LOS ANGELES (AP) — Gertrude "Gussie" Moran, who shocked the modest midcentury tennis world when she took the court at Wimbledon with short skirt and ruffled underwear, has died at age 89.
Moran had recently returned from a long hospital stay with colon cancer when she died Wednesday night in her small apartment in Los Angeles, said Jack Neworth, a tennis writer who befriended Moran in her final year.
As a 25-year-old seventh seed at Wimbledon in 1949, Moran made jaws drop and flashbulbs pop at the usually staid All-England Club in London when she showed up for her first match minus the knee-length skirt considered proper for women at the time.
She lost the match, but her striking fashion statement appeared on magazine covers around the world, the British press dubbing her "Gorgeous Gussie."
"She had no idea what she was getting into," Neworth said. "She definitely liked fashion and was very attractive, but she was very naive and hadn't traveled much."
Moran was ranked as high as fourth in the United States, would be a doubles finalist at Wimbledon and reach the singles semifinals at the U.S. Open., but would always struggle to be known for more than the skirt and the "Gorgeous Gussie" moniker she got from the British press.
"Gussie was the Anna Kournikova of her time," tennis great Jack Kramer said in 2002 in the Los Angeles Times, which first reported her death. "Gussie was a beautiful woman with a beautiful body. If Gussie had played in the era of television, no telling what would have happened. Because, besides everything else, Gussie could play."
She always preferred to spell her nickname "Gussy," but reporters at Wimbledon spelled it "Gussie" and that version stuck, at least publicly, for the rest of her life.
= = = = = = =
Copy the stretch of the Gussie Moran article from "She lost the" through "the British press.", swapping each "fashion" for "style". You won't need the listing for this.
= = = = = = =
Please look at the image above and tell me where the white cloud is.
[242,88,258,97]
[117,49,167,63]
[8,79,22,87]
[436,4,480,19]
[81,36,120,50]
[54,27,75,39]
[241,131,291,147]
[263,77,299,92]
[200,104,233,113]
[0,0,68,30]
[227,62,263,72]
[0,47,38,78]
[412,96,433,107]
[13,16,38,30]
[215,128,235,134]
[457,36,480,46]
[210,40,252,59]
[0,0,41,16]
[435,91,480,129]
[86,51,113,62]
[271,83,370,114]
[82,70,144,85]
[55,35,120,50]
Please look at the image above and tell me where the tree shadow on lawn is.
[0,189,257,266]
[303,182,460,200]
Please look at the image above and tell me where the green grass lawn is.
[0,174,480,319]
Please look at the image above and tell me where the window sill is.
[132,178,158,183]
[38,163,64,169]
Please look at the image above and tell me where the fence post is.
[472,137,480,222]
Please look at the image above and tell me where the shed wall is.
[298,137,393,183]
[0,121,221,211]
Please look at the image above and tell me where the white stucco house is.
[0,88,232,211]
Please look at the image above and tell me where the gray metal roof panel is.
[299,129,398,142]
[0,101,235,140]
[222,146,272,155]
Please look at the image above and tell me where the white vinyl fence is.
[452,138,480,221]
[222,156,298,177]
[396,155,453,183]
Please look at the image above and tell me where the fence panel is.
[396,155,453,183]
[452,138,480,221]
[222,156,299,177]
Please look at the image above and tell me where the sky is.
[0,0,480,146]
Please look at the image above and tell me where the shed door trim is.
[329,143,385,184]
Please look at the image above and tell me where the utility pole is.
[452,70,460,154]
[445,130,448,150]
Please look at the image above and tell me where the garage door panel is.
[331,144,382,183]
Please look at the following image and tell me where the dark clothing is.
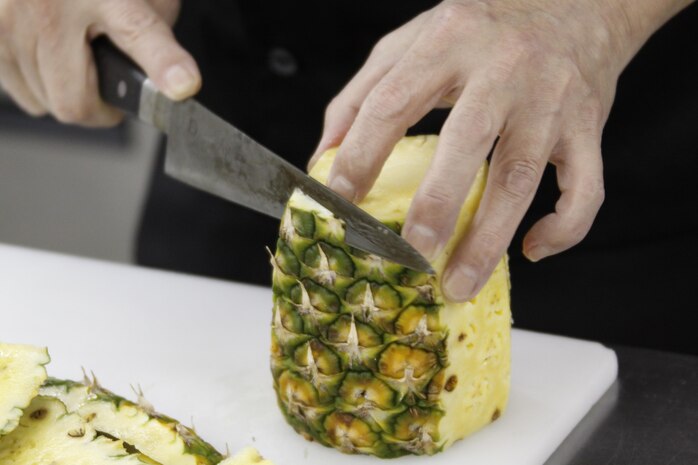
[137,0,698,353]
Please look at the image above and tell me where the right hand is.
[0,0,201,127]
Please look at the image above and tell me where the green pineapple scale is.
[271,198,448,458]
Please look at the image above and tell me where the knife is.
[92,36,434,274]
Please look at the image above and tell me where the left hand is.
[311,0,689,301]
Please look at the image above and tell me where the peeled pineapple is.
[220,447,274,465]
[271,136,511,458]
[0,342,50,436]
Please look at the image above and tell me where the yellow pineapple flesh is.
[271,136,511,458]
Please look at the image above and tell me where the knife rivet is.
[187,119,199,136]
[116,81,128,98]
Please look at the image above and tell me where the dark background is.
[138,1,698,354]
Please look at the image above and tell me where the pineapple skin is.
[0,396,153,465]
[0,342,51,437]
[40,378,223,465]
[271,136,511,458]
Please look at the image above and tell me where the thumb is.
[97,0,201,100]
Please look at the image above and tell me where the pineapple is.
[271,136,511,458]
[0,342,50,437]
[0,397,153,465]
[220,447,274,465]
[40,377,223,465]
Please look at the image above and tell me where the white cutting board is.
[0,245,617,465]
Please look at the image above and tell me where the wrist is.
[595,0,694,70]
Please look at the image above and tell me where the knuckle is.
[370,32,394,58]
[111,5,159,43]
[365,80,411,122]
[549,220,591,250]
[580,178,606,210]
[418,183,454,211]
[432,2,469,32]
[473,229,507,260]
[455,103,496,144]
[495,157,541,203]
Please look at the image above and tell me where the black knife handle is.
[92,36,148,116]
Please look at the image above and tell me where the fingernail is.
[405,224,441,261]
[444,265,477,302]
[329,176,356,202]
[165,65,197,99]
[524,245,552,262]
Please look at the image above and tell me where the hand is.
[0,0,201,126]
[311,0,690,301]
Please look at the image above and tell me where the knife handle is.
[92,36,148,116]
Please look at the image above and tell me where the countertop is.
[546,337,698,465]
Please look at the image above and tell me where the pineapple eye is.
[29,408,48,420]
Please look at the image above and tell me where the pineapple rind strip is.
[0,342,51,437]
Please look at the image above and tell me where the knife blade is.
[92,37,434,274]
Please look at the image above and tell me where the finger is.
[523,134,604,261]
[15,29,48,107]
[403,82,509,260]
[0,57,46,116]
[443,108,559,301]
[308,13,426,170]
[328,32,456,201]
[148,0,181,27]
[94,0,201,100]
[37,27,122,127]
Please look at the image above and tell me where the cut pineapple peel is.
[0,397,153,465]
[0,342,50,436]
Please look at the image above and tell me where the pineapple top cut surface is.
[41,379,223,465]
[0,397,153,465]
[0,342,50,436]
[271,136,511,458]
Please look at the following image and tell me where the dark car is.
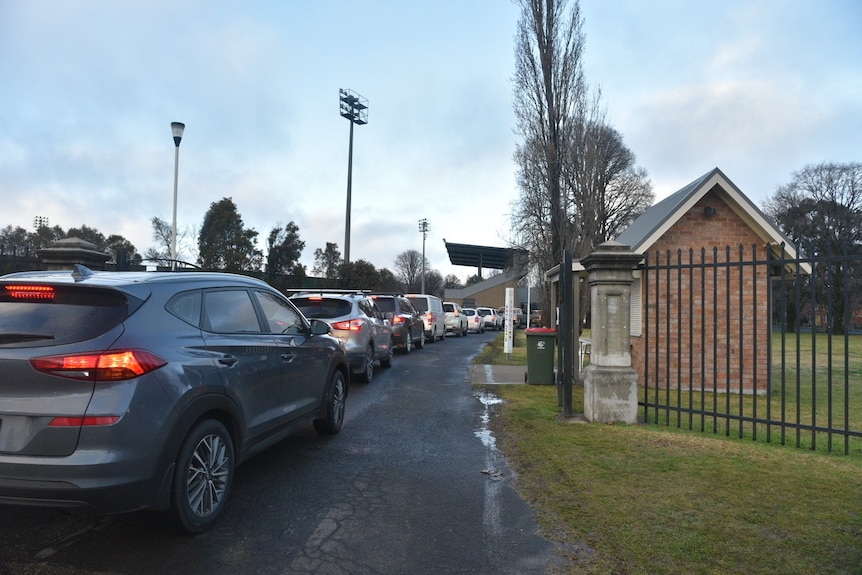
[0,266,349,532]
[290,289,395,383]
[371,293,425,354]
= = = = = = =
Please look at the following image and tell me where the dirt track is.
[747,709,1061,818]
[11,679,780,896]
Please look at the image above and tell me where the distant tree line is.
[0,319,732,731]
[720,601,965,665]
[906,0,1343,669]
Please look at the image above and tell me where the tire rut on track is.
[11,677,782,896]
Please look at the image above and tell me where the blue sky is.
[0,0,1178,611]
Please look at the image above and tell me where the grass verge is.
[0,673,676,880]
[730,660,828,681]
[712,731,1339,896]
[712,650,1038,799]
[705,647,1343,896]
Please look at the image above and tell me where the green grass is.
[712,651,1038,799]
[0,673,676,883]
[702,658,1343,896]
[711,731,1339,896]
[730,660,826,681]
= = = = = = =
(SOLUTION)
She lost the match, but her striking style statement appeared on magazine covers around the world, the British press dubbing her "Gorgeous Gussie."
"She had no idea what she was getting into," Neworth said. "She definitely liked style and was very attractive, but she was very naive and hadn't traveled much."
Moran was ranked as high as fourth in the United States, would be a doubles finalist at Wimbledon and reach the singles semifinals at the U.S. Open., but would always struggle to be known for more than the skirt and the "Gorgeous Gussie" moniker she got from the British press.